Selecciona y copia cada una de las líneas que contengan la cadena "pointed", distinguiendo entre mayúsculas y minúsculas.

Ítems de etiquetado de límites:
▽

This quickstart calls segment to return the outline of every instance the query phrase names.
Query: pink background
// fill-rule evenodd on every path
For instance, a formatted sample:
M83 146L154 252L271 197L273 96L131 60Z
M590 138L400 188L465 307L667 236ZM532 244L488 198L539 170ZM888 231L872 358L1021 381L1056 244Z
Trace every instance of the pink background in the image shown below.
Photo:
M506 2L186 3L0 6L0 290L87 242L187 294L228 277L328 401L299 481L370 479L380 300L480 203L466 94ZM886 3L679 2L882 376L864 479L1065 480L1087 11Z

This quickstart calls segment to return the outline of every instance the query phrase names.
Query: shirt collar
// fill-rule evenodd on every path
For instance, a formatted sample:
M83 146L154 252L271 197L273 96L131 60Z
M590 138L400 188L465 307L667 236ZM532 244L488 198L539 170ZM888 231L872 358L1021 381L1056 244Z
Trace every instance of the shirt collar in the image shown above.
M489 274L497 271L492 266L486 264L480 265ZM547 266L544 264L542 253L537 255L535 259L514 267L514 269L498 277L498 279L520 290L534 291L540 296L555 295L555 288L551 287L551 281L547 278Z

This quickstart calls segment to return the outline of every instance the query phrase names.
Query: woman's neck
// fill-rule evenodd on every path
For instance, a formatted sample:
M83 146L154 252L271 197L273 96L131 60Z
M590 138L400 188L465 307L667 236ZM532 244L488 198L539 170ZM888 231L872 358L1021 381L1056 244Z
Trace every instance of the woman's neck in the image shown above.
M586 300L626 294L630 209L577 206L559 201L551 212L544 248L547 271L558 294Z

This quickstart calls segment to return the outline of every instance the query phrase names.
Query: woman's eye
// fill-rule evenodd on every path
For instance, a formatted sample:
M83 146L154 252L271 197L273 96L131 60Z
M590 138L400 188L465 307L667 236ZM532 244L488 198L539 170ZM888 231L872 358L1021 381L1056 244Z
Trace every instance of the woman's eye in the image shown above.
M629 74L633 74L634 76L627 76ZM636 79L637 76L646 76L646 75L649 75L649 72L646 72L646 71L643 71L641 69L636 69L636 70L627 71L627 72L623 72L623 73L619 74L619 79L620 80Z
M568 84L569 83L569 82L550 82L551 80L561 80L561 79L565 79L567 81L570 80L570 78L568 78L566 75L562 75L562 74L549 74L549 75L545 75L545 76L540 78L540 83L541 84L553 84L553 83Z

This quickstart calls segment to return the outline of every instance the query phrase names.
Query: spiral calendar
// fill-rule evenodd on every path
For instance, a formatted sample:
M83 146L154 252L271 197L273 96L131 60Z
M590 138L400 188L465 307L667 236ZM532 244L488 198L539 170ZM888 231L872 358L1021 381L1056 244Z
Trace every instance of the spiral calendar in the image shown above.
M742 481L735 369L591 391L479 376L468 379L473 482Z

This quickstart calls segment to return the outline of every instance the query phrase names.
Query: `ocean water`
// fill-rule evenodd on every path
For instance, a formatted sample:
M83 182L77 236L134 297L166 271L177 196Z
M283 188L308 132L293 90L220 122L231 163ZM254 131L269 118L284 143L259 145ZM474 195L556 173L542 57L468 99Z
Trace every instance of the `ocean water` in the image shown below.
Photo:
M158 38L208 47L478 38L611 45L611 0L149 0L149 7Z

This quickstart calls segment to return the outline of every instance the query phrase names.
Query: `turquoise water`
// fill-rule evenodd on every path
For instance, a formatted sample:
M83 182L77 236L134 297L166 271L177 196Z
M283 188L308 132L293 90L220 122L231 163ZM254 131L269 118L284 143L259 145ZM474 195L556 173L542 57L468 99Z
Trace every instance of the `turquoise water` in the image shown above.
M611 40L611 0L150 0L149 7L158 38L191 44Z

△
▽

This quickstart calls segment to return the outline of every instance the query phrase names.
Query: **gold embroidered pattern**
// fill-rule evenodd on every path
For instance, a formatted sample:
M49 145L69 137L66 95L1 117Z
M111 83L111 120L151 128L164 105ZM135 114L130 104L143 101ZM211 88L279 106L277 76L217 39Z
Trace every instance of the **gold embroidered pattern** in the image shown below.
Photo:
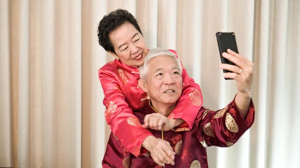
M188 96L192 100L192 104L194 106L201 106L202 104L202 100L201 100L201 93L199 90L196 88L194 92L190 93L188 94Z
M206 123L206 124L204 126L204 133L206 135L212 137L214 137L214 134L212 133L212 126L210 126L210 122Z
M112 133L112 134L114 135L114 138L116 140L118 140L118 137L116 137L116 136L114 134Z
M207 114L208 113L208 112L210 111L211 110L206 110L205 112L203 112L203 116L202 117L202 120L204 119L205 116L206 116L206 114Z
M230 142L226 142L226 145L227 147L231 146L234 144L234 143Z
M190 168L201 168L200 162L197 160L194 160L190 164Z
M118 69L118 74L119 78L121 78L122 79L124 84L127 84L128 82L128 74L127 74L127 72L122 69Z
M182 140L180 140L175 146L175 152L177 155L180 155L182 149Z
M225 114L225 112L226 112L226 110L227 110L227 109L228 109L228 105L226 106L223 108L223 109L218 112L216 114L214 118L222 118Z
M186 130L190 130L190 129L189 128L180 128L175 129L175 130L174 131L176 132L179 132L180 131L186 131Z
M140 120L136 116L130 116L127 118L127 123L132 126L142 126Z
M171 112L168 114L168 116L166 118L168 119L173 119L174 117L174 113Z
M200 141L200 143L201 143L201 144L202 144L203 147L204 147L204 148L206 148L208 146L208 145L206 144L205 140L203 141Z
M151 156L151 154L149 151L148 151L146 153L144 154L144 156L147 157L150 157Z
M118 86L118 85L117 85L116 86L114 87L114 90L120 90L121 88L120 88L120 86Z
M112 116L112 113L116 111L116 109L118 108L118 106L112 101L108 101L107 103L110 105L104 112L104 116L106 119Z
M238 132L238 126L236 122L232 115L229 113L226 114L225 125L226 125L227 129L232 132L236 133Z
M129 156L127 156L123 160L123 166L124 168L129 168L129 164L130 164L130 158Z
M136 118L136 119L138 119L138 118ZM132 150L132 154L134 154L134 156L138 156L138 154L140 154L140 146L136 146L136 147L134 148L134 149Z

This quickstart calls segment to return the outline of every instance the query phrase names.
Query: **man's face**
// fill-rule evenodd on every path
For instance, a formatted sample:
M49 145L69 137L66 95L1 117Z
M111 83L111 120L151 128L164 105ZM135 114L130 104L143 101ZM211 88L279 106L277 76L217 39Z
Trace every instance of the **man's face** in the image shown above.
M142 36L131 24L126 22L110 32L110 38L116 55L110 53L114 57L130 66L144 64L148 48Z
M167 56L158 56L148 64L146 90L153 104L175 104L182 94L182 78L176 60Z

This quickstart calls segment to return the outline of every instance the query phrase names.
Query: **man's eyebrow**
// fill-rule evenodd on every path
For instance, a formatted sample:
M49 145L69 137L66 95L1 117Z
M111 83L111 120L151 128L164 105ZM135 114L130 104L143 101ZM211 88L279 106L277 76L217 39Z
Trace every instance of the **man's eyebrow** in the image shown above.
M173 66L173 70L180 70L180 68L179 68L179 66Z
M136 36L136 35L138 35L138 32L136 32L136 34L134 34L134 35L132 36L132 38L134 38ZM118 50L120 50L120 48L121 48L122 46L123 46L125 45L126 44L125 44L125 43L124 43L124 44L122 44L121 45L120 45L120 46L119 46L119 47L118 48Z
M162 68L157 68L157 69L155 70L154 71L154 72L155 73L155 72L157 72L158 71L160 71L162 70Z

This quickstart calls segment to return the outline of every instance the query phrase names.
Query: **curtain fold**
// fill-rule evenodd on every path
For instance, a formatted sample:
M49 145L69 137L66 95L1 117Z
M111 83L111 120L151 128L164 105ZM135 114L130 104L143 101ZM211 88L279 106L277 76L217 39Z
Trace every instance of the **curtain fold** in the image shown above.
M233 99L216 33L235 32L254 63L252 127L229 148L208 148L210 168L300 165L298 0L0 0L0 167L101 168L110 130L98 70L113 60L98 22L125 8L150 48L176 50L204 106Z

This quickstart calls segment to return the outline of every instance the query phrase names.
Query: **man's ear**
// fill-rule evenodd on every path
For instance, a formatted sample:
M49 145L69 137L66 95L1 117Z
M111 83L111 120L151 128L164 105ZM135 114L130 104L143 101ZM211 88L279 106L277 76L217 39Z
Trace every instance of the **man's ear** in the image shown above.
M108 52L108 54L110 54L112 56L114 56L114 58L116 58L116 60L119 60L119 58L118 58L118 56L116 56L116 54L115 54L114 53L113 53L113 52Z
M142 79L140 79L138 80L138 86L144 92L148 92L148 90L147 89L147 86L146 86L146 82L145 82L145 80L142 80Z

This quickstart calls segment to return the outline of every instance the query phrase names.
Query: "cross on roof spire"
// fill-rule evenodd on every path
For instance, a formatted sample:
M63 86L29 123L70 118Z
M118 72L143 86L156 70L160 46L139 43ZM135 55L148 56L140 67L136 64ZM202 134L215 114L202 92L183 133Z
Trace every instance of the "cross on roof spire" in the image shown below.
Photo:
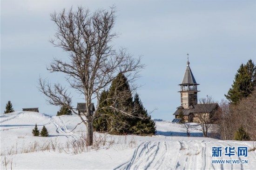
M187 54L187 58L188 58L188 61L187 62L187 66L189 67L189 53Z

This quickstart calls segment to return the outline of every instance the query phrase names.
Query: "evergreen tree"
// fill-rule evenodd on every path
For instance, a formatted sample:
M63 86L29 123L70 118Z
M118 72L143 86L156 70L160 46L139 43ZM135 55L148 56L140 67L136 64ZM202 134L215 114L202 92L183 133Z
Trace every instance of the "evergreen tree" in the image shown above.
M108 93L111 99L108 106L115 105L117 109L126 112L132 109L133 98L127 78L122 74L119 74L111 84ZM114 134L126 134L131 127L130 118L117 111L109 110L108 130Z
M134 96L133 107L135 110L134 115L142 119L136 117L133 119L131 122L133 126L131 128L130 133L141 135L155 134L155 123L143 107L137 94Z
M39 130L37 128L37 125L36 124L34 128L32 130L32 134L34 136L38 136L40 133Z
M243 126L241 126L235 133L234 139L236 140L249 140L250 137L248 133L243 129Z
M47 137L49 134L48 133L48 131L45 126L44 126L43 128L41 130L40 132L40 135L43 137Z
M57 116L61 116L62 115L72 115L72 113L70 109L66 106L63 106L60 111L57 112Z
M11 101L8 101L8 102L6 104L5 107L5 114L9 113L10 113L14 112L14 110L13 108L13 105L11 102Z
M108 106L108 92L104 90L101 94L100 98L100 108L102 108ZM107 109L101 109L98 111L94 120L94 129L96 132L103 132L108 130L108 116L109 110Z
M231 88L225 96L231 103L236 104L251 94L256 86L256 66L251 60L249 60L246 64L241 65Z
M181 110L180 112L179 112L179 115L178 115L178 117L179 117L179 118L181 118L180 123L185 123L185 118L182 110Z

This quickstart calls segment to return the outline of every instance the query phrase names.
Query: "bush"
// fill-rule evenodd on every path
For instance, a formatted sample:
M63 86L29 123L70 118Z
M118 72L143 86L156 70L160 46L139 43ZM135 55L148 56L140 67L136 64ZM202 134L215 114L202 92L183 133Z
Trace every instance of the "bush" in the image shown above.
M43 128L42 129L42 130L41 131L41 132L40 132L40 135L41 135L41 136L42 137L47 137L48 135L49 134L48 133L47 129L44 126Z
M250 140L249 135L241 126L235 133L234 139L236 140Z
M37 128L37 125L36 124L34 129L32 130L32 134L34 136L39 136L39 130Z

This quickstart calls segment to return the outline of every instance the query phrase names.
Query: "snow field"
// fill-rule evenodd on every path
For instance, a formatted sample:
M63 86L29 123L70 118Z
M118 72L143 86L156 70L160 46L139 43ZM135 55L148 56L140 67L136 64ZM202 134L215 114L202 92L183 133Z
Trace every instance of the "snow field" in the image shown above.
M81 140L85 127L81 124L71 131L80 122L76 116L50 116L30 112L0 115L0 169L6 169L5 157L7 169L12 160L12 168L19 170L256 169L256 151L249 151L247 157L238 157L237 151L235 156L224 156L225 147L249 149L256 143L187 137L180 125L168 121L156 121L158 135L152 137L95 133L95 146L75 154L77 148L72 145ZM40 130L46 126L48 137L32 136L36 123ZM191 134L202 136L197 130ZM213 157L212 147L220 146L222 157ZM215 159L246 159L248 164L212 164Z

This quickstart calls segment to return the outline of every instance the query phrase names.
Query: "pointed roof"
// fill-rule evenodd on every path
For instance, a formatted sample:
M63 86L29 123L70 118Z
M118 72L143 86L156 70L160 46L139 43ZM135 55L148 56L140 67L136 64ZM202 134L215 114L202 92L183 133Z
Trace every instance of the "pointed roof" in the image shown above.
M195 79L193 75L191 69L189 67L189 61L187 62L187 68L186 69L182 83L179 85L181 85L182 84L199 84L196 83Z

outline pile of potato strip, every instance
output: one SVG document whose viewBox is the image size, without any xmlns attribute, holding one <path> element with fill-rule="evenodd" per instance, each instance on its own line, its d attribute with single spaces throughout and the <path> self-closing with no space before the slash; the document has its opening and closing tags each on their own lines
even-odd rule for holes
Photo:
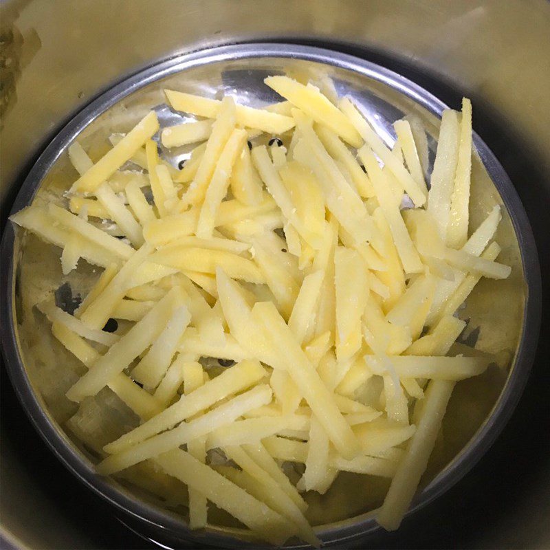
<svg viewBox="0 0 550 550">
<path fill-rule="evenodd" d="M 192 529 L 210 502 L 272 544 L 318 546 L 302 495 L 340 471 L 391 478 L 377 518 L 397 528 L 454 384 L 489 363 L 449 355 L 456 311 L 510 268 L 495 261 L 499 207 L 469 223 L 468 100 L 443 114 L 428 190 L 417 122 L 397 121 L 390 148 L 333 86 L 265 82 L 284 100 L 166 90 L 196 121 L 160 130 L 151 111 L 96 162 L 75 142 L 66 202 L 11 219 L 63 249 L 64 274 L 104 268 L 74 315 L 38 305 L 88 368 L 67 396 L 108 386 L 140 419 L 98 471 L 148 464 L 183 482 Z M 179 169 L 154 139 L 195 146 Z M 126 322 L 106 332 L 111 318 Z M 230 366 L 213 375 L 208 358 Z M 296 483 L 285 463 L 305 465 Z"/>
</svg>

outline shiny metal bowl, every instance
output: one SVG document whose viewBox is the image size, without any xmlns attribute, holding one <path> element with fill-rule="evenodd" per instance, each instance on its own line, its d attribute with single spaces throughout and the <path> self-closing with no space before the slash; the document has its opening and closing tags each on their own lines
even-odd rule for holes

△

→ Solución escrita:
Query: "pointed roof"
Trace every instance of the "pointed roof" in the image shown above.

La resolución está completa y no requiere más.